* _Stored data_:

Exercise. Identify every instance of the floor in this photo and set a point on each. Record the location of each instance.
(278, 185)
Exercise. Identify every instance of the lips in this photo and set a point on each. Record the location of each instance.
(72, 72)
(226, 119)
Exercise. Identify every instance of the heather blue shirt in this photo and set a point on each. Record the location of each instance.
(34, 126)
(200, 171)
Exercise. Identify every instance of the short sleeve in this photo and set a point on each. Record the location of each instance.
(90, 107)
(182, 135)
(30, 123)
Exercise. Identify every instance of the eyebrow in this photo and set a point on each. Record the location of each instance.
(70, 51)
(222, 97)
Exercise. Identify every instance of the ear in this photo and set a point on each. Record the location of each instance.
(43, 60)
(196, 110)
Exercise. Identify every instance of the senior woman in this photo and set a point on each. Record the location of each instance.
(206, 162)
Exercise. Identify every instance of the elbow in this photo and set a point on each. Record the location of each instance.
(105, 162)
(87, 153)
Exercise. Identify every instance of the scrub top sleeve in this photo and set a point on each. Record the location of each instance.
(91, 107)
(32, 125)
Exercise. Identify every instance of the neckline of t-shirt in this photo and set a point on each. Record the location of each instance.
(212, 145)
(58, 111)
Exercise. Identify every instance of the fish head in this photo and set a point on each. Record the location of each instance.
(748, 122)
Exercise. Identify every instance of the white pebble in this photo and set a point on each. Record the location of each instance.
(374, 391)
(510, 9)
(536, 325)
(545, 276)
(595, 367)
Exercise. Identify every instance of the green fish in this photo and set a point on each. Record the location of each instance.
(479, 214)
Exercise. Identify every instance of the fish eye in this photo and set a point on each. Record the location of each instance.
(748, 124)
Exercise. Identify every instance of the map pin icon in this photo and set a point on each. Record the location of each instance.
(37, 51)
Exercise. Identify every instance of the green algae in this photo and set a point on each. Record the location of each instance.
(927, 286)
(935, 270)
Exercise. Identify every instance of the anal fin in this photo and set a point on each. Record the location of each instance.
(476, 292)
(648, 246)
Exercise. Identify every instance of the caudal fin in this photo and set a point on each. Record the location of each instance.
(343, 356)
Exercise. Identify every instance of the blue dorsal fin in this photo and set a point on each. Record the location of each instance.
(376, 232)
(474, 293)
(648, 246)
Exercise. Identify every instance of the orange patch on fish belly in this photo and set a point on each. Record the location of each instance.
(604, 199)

* _Aim of the exercise_: Please repeat the items word for word, starting with the line that contains "Exercise. Identify every instance of the orange" and going on through the end of the items.

* _Reply to the exercise_:
Exercise. Identify every instance of the orange patch on fish belly in this photo and set a point on each. Record the location of each instance.
(604, 199)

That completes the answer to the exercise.